═════ Extracted text ═════

2
votes

Question: can wildcards be used in GCS bucketnames with gsutil?

I want to grab multiple files in GCS using wildcards that are split across buckets. But, I'm consistently running into errors when using wildcards in bucket names with gsutil. I'm using wildcards like this:

gsutil ls gs://myBucket-abcd-*/log/data_*

I want to match all these file names (variations in bucket name AND in object name):

gs://myBucket-abcd-1234/log/data_foo.csv
gs://myBucket-abcd-1234/log/data_bar.csv
gs://myBucket-abcd-5678/log/data_foo.csv
gs://myBucket-abcd-5678/log/data_bar.csv

Documentation on Bucket Wildcards tells me I should be able to use wildcards both in the bucketname and object name, but the code sample above always gets "BadRequestException: 400 Invalid argument."

gsutil is otherwise working when I use no wildcards or use wildcards in the object name only. But adding a wildcard to the bucket name results in the error. Are there workarounds to make the wildcard work in bucket names, or am I misinterpreting the linked documentation?

2
The wildcard on buckets and objects will work. I have tested it with my project. You can run gsutil -DD flag to get more debugging information. This issue seems to be related to ACLs set on objects or your buckets. Make sure you have permission to view these objects or buckets.Faizan
Wildcards should work. If "gsutil -DD ls your-wildcard..." doesn't help you understand what is wrong, please email the output of the gsutil -DD ls command to [email protected] and I'll take a look.Travis Hobrla

2 Answers

3
votes

Found that not being able to use bucket wildcards in this case is working as intended, and is due to differences in permission settings. Google Cloud Storage permissions can be set at both bucket and project levels.

═════ Extracted records ═════

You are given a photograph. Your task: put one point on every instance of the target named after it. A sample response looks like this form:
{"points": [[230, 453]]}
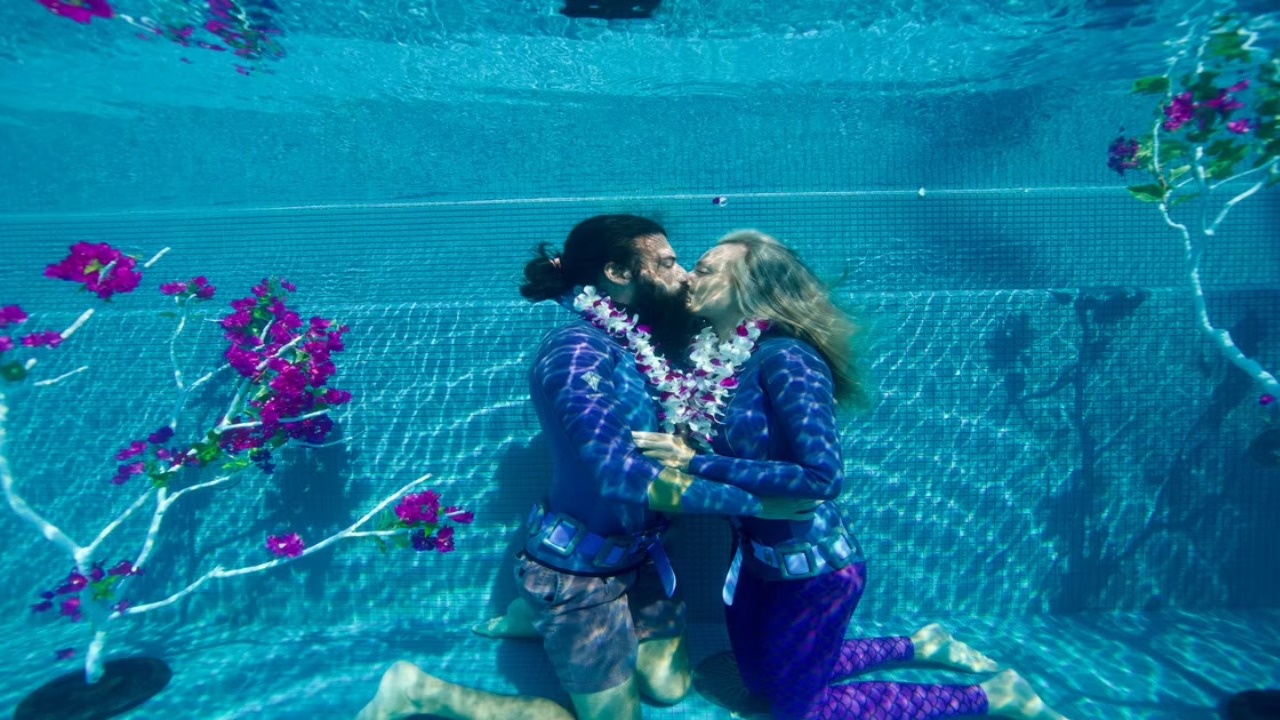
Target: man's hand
{"points": [[787, 507], [667, 449]]}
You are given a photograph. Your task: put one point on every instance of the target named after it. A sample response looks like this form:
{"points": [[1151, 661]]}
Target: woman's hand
{"points": [[667, 449], [798, 509]]}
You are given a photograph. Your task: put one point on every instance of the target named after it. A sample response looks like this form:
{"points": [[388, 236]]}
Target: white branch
{"points": [[1232, 204], [1221, 338], [48, 529], [173, 343], [218, 573], [1238, 176], [87, 554], [63, 377], [77, 324], [158, 255]]}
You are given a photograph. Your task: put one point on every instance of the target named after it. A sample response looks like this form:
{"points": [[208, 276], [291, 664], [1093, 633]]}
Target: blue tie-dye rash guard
{"points": [[589, 396], [780, 438]]}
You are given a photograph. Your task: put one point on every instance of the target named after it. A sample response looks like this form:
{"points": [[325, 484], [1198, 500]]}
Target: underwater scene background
{"points": [[1056, 463]]}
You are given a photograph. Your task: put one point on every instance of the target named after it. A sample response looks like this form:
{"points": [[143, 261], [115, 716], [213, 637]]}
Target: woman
{"points": [[771, 367]]}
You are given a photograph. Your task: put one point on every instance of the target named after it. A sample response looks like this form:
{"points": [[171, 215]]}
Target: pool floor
{"points": [[1109, 666]]}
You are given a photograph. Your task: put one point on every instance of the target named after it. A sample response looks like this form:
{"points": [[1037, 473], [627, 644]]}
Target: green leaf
{"points": [[1147, 192], [1223, 168], [1229, 45], [13, 372], [236, 464], [1170, 149], [1153, 85]]}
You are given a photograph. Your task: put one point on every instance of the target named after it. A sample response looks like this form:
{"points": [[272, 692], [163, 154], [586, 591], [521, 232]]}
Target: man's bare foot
{"points": [[517, 623], [403, 691], [1010, 696], [933, 643]]}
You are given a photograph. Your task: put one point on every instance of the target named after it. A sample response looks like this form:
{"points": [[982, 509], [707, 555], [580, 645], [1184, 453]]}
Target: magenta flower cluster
{"points": [[421, 514], [78, 10], [67, 596], [101, 268], [289, 360], [233, 30], [13, 315], [161, 459], [1121, 154], [196, 287], [1183, 108], [286, 546]]}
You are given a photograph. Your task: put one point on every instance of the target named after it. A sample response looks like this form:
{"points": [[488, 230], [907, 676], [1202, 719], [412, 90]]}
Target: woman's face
{"points": [[711, 288]]}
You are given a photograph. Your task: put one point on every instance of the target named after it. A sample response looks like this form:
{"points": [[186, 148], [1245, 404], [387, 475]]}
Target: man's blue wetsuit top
{"points": [[780, 438], [589, 396]]}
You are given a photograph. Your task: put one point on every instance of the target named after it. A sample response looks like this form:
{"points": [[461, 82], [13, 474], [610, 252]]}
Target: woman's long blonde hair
{"points": [[773, 283]]}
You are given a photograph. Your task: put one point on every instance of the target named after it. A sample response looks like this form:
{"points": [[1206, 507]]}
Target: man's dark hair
{"points": [[592, 245]]}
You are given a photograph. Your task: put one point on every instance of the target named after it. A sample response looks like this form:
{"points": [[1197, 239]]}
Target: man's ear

═════

* _Things to do_
1. In the gsutil wildcard thread, replace "data_foo.csv" with "data_baz.csv" and give the stretch from "I want to match" through "the linked documentation?" again.
2. List the full object paths in the gsutil wildcard thread that the poster says they want to match.
3. Continue the gsutil wildcard thread from the point where it stops.

* _Set of answers_
1.
I want to match all these file names (variations in bucket name AND in object name):

gs://myBucket-abcd-1234/log/data_baz.csv
gs://myBucket-abcd-1234/log/data_bar.csv
gs://myBucket-abcd-5678/log/data_baz.csv
gs://myBucket-abcd-5678/log/data_bar.csv

Documentation on Bucket Wildcards tells me I should be able to use wildcards both in the bucketname and object name, but the code sample above always gets "BadRequestException: 400 Invalid argument."

gsutil is otherwise working when I use no wildcards or use wildcards in the object name only. But adding a wildcard to the bucket name results in the error. Are there workarounds to make the wildcard work in bucket names, or am I misinterpreting the linked documentation?

2.
gs://myBucket-abcd-1234/log/data_foo.csv
gs://myBucket-abcd-1234/log/data_bar.csv
gs://myBucket-abcd-5678/log/data_foo.csv
gs://myBucket-abcd-5678/log/data_bar.csv

3.
Though the access token used in this case can access every individual bucket, it doesn't have reader/editor/owner access to the top-level project (shared across many users of the system). Without access to the project, wildcards cannot be used on buckets.

This can be fixed by having a project owner add the user as a reader/editor/owner to the project.

In this case, for security reasons we can't give an individual token access to all buckets in the project, but its helpful to understand why the wildcard didn't work. Thanks all for the input, and especially Travis for the contact.

1
votes

Some shells (Zsh) is trying to expand the * and ** , so you need to include these inside quotation marks. Like this

gsutil ls 'gs://myBucket-abcd-*/log/data_*'

I found it here gsutil returning "no matches found"